▶ Task: How many lines in the records below contain the string "pink"? Case counts, so match capitalization exactly, and reply with the number alone.

▶ Given data:
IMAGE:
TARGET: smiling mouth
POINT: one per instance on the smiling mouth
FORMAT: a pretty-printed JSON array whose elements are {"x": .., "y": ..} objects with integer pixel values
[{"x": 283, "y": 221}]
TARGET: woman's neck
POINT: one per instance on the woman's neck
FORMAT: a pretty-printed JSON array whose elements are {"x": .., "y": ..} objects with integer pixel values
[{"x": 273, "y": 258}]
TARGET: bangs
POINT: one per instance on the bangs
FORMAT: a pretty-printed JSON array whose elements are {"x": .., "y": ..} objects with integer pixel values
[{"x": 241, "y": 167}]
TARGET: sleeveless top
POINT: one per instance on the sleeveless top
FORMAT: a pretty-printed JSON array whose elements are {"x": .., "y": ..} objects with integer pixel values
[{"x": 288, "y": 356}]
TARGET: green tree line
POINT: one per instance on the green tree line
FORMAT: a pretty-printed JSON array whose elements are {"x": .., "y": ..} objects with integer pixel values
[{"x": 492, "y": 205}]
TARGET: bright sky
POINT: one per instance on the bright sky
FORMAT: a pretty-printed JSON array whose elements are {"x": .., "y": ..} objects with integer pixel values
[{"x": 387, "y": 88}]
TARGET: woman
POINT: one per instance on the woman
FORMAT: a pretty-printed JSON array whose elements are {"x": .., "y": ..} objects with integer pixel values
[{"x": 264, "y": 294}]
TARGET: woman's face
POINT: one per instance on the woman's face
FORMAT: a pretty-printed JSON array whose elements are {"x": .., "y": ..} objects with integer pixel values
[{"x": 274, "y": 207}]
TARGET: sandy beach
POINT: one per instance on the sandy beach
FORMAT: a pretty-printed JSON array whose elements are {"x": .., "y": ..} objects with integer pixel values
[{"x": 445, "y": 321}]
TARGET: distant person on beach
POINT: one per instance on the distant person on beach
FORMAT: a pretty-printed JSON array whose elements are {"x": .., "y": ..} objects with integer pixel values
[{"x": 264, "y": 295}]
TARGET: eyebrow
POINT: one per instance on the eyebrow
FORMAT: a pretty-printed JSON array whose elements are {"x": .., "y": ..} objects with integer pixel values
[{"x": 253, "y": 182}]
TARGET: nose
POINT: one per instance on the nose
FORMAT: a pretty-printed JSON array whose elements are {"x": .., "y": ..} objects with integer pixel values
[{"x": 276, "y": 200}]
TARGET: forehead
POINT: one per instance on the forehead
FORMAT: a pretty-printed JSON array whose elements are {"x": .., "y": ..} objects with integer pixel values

--

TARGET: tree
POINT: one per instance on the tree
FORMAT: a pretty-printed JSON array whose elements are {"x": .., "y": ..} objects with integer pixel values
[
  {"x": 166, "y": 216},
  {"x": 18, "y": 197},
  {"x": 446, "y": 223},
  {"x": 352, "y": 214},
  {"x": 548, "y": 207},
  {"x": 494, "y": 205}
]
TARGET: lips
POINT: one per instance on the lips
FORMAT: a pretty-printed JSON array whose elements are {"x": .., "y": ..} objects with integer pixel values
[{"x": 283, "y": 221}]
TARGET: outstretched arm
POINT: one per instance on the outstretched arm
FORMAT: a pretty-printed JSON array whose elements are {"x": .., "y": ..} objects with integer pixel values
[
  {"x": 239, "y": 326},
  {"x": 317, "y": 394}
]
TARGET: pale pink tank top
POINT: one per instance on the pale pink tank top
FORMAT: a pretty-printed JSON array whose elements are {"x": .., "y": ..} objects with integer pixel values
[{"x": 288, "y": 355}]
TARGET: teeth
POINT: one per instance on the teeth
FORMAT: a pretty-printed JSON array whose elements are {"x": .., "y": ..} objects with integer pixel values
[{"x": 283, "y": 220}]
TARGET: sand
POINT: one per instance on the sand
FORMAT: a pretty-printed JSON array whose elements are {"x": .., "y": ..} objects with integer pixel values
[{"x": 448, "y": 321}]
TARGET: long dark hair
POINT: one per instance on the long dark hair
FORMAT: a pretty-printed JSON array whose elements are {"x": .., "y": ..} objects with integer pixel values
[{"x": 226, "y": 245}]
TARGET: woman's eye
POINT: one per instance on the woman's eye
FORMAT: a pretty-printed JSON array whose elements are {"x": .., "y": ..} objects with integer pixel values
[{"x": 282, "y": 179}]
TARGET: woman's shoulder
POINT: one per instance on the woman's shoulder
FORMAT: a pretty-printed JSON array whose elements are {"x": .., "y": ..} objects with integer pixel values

* * *

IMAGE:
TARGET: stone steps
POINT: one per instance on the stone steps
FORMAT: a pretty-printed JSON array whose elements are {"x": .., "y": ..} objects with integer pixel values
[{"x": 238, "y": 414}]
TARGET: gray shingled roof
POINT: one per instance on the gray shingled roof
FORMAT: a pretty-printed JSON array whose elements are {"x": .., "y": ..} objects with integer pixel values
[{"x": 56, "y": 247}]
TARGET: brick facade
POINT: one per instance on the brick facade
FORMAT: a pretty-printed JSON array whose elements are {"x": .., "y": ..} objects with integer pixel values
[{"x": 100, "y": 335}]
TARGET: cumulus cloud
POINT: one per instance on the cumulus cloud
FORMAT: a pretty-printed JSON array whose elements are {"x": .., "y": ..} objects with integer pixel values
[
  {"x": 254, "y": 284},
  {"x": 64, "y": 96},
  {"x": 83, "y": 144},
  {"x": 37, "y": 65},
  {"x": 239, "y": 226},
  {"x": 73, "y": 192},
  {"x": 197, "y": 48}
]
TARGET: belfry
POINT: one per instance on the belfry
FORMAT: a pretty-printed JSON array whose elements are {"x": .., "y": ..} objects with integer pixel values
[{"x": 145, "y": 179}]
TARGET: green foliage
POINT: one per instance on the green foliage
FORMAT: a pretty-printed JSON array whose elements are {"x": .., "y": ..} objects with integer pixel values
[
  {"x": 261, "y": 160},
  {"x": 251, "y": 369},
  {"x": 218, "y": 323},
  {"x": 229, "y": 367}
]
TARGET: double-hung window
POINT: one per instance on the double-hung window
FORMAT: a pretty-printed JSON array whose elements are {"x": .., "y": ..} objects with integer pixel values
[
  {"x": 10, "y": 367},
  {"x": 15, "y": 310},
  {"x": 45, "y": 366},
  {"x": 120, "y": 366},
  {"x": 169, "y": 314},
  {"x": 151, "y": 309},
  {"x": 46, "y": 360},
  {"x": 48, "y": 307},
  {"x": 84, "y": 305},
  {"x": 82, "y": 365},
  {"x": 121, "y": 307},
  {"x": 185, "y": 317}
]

▶ The reply: 2